▶ **About this task**
Each record is to be printed exactly as given, down to the last mark.

▶ **Entries shown**
--- --- ---

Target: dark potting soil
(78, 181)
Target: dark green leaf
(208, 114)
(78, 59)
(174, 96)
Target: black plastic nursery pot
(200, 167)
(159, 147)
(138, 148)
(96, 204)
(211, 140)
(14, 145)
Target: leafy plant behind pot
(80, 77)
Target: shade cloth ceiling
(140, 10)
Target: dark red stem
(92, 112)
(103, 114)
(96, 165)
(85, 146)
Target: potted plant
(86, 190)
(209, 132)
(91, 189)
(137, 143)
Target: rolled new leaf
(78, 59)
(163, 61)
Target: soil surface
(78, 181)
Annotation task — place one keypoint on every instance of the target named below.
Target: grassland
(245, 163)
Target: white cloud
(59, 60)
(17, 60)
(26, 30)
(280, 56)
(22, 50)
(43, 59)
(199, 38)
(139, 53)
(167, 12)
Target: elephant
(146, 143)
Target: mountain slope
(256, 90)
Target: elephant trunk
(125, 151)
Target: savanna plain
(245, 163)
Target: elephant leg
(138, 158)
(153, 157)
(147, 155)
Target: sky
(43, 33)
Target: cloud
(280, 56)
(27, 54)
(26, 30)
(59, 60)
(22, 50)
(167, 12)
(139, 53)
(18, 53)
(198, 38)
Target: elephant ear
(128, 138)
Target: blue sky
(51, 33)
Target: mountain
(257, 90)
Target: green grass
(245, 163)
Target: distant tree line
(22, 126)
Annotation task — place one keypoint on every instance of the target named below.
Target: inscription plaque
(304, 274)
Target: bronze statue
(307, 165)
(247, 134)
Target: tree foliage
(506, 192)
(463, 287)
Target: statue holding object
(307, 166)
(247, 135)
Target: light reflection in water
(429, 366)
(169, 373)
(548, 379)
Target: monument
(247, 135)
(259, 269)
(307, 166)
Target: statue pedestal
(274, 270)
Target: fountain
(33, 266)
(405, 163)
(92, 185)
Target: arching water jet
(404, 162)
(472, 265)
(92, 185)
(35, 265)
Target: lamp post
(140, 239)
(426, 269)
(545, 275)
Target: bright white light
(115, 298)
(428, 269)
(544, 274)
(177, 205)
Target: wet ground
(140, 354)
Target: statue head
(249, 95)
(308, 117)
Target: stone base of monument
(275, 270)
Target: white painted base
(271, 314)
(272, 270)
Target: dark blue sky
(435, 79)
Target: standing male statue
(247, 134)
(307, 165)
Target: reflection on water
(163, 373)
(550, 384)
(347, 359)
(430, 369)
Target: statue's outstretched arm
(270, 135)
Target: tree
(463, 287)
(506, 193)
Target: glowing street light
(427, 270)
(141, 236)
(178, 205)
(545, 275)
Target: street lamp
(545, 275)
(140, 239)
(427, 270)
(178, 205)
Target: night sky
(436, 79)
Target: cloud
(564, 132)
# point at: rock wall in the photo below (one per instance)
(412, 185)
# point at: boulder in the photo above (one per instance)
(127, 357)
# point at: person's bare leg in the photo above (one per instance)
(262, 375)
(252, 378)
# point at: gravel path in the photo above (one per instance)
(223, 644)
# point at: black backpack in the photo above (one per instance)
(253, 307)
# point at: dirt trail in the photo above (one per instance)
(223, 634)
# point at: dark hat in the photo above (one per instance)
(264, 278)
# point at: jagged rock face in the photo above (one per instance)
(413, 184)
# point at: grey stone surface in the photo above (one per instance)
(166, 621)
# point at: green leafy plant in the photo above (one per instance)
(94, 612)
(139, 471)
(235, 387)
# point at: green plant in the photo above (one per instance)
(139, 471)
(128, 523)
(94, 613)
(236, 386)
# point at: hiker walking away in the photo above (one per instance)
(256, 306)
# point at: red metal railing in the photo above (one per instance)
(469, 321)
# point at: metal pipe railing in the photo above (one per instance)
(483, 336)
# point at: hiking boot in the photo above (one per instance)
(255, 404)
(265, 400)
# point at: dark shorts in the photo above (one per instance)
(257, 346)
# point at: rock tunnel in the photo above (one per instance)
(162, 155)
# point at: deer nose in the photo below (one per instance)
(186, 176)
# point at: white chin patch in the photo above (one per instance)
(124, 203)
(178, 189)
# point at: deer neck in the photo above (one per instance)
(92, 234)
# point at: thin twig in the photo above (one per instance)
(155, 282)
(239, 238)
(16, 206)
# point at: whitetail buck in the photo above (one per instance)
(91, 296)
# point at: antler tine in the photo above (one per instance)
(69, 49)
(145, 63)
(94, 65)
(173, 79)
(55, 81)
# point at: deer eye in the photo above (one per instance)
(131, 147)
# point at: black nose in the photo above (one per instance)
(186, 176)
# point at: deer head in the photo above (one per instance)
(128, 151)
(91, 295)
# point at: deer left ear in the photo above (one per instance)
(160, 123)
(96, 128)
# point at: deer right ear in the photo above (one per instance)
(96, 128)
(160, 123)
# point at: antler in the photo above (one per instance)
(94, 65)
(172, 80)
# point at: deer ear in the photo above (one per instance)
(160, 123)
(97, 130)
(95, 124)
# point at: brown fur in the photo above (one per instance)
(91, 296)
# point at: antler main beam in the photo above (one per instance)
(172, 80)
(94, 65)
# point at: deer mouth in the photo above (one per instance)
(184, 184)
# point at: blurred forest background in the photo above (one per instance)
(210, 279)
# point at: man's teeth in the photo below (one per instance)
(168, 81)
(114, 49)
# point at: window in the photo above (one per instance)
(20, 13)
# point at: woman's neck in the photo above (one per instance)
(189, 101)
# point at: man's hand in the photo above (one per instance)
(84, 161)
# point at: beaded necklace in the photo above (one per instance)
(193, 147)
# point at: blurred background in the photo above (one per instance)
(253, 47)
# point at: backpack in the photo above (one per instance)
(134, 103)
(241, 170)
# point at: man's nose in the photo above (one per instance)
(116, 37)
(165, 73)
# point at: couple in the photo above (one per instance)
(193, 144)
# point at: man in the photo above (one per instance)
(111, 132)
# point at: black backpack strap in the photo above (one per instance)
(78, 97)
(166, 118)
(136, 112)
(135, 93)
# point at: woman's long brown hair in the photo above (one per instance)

--- --- ---

▶ **Solution to this exercise**
Target: dark potting soil
(78, 181)
Target: dark green leaf
(208, 114)
(78, 59)
(174, 96)
Target: black plastic nursery pot
(200, 167)
(159, 147)
(138, 148)
(96, 204)
(211, 140)
(14, 145)
Target: leafy plant behind pot
(80, 77)
Target: shade cloth ceiling
(140, 10)
Target: dark red stem
(92, 112)
(103, 114)
(96, 165)
(85, 146)
Target: potted plant
(86, 190)
(209, 132)
(91, 189)
(137, 143)
Target: rolled new leaf
(78, 59)
(163, 61)
Target: soil surface
(78, 181)
Annotation task — place one keypoint on every instance of the target named below.
Target: grassland
(245, 163)
Target: white cloud
(59, 60)
(17, 60)
(26, 30)
(280, 56)
(22, 50)
(43, 59)
(199, 38)
(139, 53)
(167, 12)
Target: elephant
(146, 143)
Target: mountain slope
(256, 90)
Target: elephant trunk
(125, 151)
Target: savanna plain
(245, 163)
Target: elephant leg
(138, 158)
(153, 157)
(147, 155)
Target: sky
(43, 33)
Target: cloud
(280, 56)
(27, 54)
(26, 30)
(59, 60)
(22, 50)
(167, 12)
(139, 53)
(18, 53)
(198, 38)
Target: elephant ear
(128, 138)
Target: blue sky
(51, 33)
Target: mountain
(257, 90)
Target: green grass
(245, 163)
Target: distant tree line
(22, 126)
Annotation task — place one keypoint on every instance of the target named below.
Target: inscription plaque
(304, 274)
Target: bronze statue
(307, 165)
(247, 134)
Target: tree foliage
(506, 192)
(463, 287)
Target: statue holding object
(307, 166)
(247, 135)
Target: light reflection in water
(429, 366)
(169, 373)
(548, 379)
Target: monument
(247, 135)
(259, 269)
(307, 166)
Target: statue pedestal
(274, 270)
Target: fountain
(33, 266)
(405, 163)
(92, 185)
Target: arching water jet
(404, 162)
(472, 265)
(92, 185)
(35, 265)
Target: lamp post
(140, 239)
(426, 269)
(545, 275)
Target: bright white light
(115, 298)
(428, 269)
(544, 274)
(177, 205)
Target: wet ground
(140, 354)
Target: statue head
(249, 95)
(308, 117)
Target: stone base of monument
(275, 270)
Target: white painted base
(271, 314)
(272, 270)
Target: dark blue sky
(435, 79)
Target: standing male statue
(247, 134)
(307, 165)
Target: reflection on water
(163, 373)
(550, 384)
(347, 359)
(430, 369)
Target: statue's outstretched arm
(270, 135)
Target: tree
(463, 287)
(506, 193)
Target: glowing street light
(427, 270)
(141, 236)
(178, 205)
(545, 275)
Target: street lamp
(545, 275)
(140, 239)
(427, 270)
(178, 205)
Target: night sky
(436, 79)
Target: cloud
(564, 132)
# point at: rock wall in the photo below (one per instance)
(412, 185)
# point at: boulder in the photo above (one per instance)
(127, 357)
# point at: person's bare leg in the photo above (one per instance)
(262, 375)
(252, 378)
# point at: gravel path in the photo above (one per instance)
(223, 644)
# point at: black backpack in the photo above (one per instance)
(253, 307)
# point at: dirt trail in the photo above (one per instance)
(223, 634)
# point at: dark hat in the photo above (one per instance)
(264, 278)
# point at: jagged rock face in the photo above (one per instance)
(413, 184)
# point at: grey stone surface in the photo above (one per instance)
(166, 621)
# point at: green leafy plant in the photo above (one per instance)
(94, 612)
(139, 471)
(235, 387)
# point at: green plant in the photo above (one per instance)
(139, 471)
(128, 523)
(94, 613)
(236, 386)
# point at: hiker walking away in the photo above (one per instance)
(256, 306)
# point at: red metal railing in the photo above (one per instance)
(469, 321)
# point at: metal pipe railing in the photo above (one per instance)
(483, 336)
# point at: hiking boot in the photo above (one per instance)
(255, 404)
(265, 400)
# point at: dark shorts in the photo above (one per instance)
(257, 346)
# point at: rock tunnel in the photo above (one per instance)
(162, 155)
# point at: deer nose in the photo below (one per instance)
(186, 176)
# point at: white chin patch in the photo above (one per instance)
(124, 203)
(178, 189)
# point at: deer neck in the photo above (one per instance)
(92, 234)
# point at: thin twig in the photo above (one per instance)
(155, 282)
(239, 238)
(16, 206)
# point at: whitetail buck in the photo above (one per instance)
(91, 296)
# point at: antler tine in the photo above (one per instance)
(69, 49)
(145, 63)
(94, 65)
(173, 79)
(55, 81)
# point at: deer eye in the photo above (one per instance)
(131, 147)
# point at: black nose in the photo above (one per instance)
(186, 176)
# point at: deer head in the photo above (one per instance)
(128, 151)
(91, 295)
# point at: deer left ear in the photo above (one per instance)
(160, 123)
(96, 128)
# point at: deer right ear in the photo above (one per instance)
(96, 128)
(160, 123)
# point at: antler in the photo above (one per instance)
(94, 65)
(172, 80)
# point at: deer ear in the photo above (one per instance)
(160, 123)
(97, 130)
(95, 124)
# point at: brown fur in the photo above (one per instance)
(91, 296)
# point at: antler main beam in the photo above (one per instance)
(172, 80)
(94, 65)
# point at: deer mouth in the photo above (one per instance)
(184, 184)
# point at: blurred forest background in the photo above (one per instance)
(210, 279)
# point at: man's teeth in the photo below (one per instance)
(168, 81)
(114, 49)
# point at: window in the photo above (one per instance)
(20, 13)
# point at: woman's neck in the photo above (one per instance)
(189, 101)
# point at: man's hand in the photo above (one per instance)
(84, 161)
# point at: beaded necklace in the photo above (one per instance)
(193, 147)
# point at: blurred background in the photo above (one per instance)
(253, 47)
# point at: backpack in the photo above (one per instance)
(134, 103)
(241, 170)
# point at: man's nose in the photo above (one per instance)
(116, 37)
(165, 73)
# point at: couple in the photo above (one per instance)
(193, 144)
# point at: man in the photo above (one per instance)
(111, 132)
# point at: black backpack strap in the photo above (one per instance)
(78, 97)
(166, 118)
(136, 112)
(135, 93)
# point at: woman's long brown hair in the photo above (one per instance)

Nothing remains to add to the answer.